◆ Ausgangstext:
= = =
Die Richterwahlen am Bundesverfassungsgericht: Ist eine Revision der personellen Besetzung dieses Verfassungsorgans erforderlich und welche Maßnahmen sind sinnvoll?


Seminararbeit, 2005

19 Seiten, Note: 1,0


Leseprobe


Inhaltsverzeichnis

1 Einführung

2 Die Wahl der Richter am Bundesverfassungsgericht
2.1 Formale Regelungen für die Wahl der Richter am Bundesverfassungsgericht
2.1.1 Persönliche Voraussetzungen für die Wählbarkeit
2.1.2 Amtszeit
2.1.3 Wahlverfahren
2.1.3.1 Vorschlagslisten
2.1.3.2 Bundestag
2.1.3.3 Bundesrat
2.1.3.4 Besondere Fälle
2.1.4 Ernennung, Vereidigung und vorzeitige Entlassung
2.2 Informelles Vorgehen für die Wahl der Richter am Bundesverfassungsgericht
2.2.1 Die Notwendigkeit für ein informelles Vorgehen bei den Richterwahlen
2.2.2 Das „Clearing“
2.2.3 Parteiinterne Kandidatensuche
2.2.4 Kandidatenkür zwischen den Parteien

3 Kritik, mögliche Verbesserungen und Fazit
3.1 Kritik am Modus der Richterwahlen
3.2 Bewertung von Verbesserungsvorschlägen für die Richterwahlen
3.3 Fazit

4 Literaturverzeichnis

1 Einführung

Obwohl das Bundesverfassungsgericht (BVerfG) den Status eines Verfassungsorgans genießt, es sich eines äußerst hohen Vertrauens in der Bevölkerung erfreut[1] und eine wichtige Rolle im Dreieck von Exekutive, Legislative und Judikative einnimmt, ist über seine Wahl und die Abläufe welche hinter der Besetzung der Karlsruher Richterposten sitzen in der Bevölkerung wenig bekannt. Die nur wenig interessierten Massenmedien tragen hierzu sicherlich einen Teil bei.[2]

Da der personellen Besetzung eines Verfassungsorgans in einem politischen System aber eine hohe Wichtigkeit zukommt, ist es für die Politikwissenschaft geboten, sich mit den gesetzlichen Bestimmungen für die Richterwahl und der gängigen Wahlpraxis zu beschäftigen. Während einer solchen Auseinandersetzung mit der Wahl der Verfassungsrichter drängen sich schon bald Kritikpunkte zum Verfahren und dem politischen Umgang mit den das Verfahren regelnden Normen auf.
= = =
◆ Aufgaben:
a) Nenne alle Unterpunkte, die in der Seminararbeit unter dem Abschnitt „Wahlverfahren“ aufgeführt sind.
b) Gib aus der Seminararbeit alles von „Die Richterwahlen am“ bis einschließlich „Maßnahmen sind sinnvoll?“ wortgetreu wieder.
Die Daten spielen dabei keine Rolle.

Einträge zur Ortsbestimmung
= = =
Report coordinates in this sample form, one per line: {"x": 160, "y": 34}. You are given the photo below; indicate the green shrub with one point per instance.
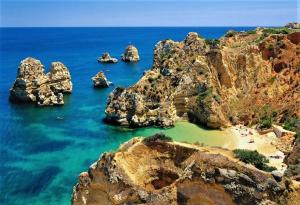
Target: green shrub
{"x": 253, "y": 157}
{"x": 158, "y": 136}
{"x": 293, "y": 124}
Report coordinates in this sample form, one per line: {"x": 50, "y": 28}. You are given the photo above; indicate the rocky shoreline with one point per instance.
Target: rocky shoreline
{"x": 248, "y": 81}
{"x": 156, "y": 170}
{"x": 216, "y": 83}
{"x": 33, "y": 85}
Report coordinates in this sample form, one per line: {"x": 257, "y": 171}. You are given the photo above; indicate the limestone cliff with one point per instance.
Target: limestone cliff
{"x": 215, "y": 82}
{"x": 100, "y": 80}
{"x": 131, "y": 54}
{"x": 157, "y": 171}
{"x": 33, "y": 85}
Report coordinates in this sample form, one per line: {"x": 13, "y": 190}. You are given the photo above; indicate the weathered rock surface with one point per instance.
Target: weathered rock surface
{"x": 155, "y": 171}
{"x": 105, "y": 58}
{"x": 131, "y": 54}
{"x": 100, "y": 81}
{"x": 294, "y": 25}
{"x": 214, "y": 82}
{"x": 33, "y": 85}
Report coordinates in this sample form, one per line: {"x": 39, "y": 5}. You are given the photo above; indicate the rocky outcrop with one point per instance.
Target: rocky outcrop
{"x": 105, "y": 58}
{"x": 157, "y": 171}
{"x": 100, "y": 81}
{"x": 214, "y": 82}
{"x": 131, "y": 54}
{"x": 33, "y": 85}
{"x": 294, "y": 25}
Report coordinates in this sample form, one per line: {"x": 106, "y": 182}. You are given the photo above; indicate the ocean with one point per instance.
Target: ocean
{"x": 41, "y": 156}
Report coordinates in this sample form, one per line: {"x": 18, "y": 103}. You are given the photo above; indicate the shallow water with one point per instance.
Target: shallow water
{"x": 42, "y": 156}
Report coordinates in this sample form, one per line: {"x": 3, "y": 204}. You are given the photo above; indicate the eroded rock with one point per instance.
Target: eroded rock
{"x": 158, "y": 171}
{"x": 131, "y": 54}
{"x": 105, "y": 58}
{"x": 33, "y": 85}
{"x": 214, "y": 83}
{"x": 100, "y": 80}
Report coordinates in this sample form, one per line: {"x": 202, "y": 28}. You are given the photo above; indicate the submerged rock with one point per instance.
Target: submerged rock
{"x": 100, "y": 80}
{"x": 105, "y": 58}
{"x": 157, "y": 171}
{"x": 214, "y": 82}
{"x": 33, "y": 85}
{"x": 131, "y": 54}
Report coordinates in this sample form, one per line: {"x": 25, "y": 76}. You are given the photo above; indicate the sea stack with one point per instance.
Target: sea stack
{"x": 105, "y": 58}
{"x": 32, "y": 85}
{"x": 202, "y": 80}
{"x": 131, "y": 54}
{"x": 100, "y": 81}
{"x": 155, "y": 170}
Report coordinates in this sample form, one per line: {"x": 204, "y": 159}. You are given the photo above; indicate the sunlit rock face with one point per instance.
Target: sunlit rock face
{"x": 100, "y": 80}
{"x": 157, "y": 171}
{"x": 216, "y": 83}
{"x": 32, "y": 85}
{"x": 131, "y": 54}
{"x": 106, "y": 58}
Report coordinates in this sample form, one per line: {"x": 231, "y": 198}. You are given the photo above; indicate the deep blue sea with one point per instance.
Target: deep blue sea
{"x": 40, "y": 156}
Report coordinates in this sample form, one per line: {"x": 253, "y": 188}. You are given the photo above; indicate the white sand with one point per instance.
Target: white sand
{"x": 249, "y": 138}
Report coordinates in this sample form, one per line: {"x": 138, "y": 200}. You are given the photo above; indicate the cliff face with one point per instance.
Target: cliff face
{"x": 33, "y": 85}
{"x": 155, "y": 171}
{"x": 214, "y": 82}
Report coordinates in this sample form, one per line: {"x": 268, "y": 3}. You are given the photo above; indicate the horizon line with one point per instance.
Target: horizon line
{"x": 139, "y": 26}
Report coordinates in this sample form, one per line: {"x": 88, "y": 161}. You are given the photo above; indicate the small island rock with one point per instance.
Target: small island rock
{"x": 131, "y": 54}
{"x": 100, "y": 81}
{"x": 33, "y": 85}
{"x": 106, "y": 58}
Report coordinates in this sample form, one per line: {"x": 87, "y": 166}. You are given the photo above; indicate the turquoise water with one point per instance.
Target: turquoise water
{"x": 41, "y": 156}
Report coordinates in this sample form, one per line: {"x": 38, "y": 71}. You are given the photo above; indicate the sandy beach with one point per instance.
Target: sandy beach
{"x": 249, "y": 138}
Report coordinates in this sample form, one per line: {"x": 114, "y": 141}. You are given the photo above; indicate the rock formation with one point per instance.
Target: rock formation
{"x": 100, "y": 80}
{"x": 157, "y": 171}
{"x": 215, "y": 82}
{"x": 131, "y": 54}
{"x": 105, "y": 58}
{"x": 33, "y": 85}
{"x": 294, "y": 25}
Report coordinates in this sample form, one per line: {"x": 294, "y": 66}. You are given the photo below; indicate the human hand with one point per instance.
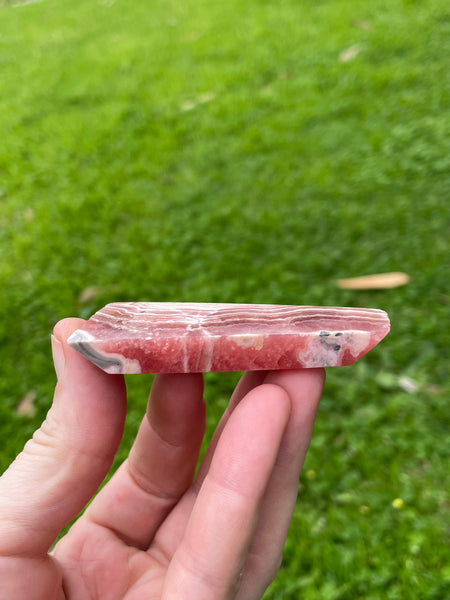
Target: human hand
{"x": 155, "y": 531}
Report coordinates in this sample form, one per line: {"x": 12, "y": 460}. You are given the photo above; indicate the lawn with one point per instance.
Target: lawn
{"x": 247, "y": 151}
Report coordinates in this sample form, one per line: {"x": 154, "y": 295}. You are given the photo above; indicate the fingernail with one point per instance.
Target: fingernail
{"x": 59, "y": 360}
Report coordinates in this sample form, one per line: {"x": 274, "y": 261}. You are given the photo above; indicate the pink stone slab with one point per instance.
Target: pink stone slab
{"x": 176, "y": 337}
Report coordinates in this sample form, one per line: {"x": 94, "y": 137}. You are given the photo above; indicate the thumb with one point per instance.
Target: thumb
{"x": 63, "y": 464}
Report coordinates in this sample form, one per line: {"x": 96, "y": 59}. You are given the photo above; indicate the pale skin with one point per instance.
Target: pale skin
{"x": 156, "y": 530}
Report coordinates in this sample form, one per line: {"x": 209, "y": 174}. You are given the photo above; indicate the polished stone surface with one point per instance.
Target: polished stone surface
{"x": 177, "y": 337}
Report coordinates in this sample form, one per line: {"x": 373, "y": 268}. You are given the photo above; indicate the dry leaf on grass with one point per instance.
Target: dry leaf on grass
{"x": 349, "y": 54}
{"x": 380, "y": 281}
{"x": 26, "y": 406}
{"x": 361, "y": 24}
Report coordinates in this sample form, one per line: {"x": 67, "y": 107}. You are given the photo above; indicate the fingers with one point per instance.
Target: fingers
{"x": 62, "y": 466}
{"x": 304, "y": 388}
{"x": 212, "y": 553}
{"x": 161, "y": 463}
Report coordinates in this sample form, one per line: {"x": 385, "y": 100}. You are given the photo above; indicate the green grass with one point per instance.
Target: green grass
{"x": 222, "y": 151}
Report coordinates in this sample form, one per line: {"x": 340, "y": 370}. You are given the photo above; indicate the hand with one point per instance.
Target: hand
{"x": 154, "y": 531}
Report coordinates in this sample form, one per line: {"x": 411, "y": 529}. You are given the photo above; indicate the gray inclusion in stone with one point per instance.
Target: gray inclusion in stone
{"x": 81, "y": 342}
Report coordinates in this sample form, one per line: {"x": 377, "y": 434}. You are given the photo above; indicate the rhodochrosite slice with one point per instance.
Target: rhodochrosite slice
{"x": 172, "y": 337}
= = =
◆ Schriftliche Antworten:
a) Vorschlagslisten, Bundestag, Bundesrat, Besondere Fälle

b)
Die Richterwahlen am Bundesverfassungsgericht: Ist eine Revision der personellen Besetzung dieses Verfassungsorgans erforderlich und welche Maßnahmen sind sinnvoll?